> **GOAL**
Write each line of the data below as one string in a JSON list, skipping any blank lines.
----- DATA SHOWN -----
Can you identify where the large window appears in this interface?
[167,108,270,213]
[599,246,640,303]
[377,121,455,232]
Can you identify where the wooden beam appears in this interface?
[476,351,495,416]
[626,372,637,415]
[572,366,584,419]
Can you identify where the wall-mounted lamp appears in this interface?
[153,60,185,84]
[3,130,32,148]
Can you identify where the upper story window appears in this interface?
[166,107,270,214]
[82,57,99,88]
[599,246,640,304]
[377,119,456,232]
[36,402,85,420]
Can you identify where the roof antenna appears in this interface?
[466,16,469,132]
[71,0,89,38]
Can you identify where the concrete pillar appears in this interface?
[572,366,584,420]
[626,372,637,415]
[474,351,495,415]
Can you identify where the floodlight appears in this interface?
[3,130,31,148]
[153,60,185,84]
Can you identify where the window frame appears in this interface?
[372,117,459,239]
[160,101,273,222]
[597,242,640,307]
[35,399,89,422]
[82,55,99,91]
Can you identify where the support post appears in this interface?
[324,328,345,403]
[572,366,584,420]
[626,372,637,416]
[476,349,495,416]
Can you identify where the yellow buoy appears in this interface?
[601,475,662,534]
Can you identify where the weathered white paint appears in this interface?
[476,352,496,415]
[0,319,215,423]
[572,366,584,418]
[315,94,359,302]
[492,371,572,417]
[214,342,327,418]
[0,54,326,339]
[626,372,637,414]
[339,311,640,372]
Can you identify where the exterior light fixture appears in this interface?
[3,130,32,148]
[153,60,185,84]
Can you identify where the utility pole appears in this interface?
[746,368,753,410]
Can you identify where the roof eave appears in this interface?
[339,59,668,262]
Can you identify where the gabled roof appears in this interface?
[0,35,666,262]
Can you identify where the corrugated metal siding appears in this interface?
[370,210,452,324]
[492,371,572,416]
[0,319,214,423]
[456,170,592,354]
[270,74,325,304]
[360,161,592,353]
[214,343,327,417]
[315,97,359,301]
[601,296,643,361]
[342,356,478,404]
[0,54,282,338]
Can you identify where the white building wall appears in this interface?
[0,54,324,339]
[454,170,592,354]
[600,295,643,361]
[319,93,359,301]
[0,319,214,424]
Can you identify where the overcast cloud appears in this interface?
-----
> **RESPONSE**
[
  "Can you identify where the large window appears in this interface?",
  "[167,108,270,213]",
  "[599,246,640,303]",
  "[377,121,455,232]",
  "Can you identify where the wooden beam appears in this interface?",
  "[476,351,495,416]",
  "[626,372,637,415]",
  "[572,366,584,419]",
  "Can you identify where the wall-mounted lamp appears in this interface?",
  "[153,60,185,84]",
  "[3,130,32,148]",
  "Can you identify where the upper story window appears in this interface?",
  "[166,107,270,214]",
  "[82,57,99,88]",
  "[599,246,640,304]",
  "[377,119,456,232]",
  "[36,402,85,420]",
  "Can you identify where the roof antenna appears in this interface?",
  "[466,16,469,132]",
  "[71,0,89,38]",
  "Can you identify where the concrete pillar appears in this interface?",
  "[572,366,584,420]",
  "[626,372,637,415]",
  "[474,351,495,415]",
  "Can you identify where the floodlight appears in this interface?",
  "[3,130,31,148]",
  "[153,60,185,84]",
  "Can you identify where the window frame appears in this interface?",
  "[372,117,459,239]",
  "[160,101,273,222]",
  "[597,242,640,307]",
  "[35,399,89,422]",
  "[82,55,99,91]",
  "Can you identify where the support post appears in this interface?",
  "[324,328,345,403]",
  "[572,366,584,420]",
  "[626,372,637,416]",
  "[476,349,495,416]",
  "Can you identify where the yellow buoy appears in this interface?",
  "[601,475,662,534]",
  "Can you identify where the weathered white paint appears in this interface?",
  "[476,352,496,415]",
  "[0,319,215,423]",
  "[572,366,584,418]",
  "[315,94,359,302]",
  "[492,371,572,417]",
  "[214,342,327,418]",
  "[0,54,326,339]",
  "[626,372,637,414]",
  "[339,311,640,372]",
  "Can you identify where the exterior light fixture appears in this interface?",
  "[3,130,32,148]",
  "[153,60,185,84]",
  "Can you identify where the utility pole appears in this interface?",
  "[746,368,753,410]",
  "Can you identify where the roof eave appears in this interface?",
  "[339,59,668,262]",
  "Can you identify where the gabled roof appears in this interface?",
  "[0,35,666,262]",
  "Can you identify where the corrugated metal siding appears in this interface?",
  "[370,210,452,324]",
  "[492,371,572,416]",
  "[0,319,214,423]",
  "[456,170,592,354]",
  "[270,74,325,304]",
  "[360,161,592,353]",
  "[214,343,327,417]",
  "[315,97,359,301]",
  "[601,296,643,361]",
  "[342,356,478,404]",
  "[0,54,282,338]",
  "Can you identify where the white building wall appears in this interface?",
  "[0,54,324,339]",
  "[454,170,592,354]",
  "[600,295,643,361]",
  "[319,93,359,301]",
  "[0,319,214,424]",
  "Can you identify where the overcast cloud appears in this interface?"
]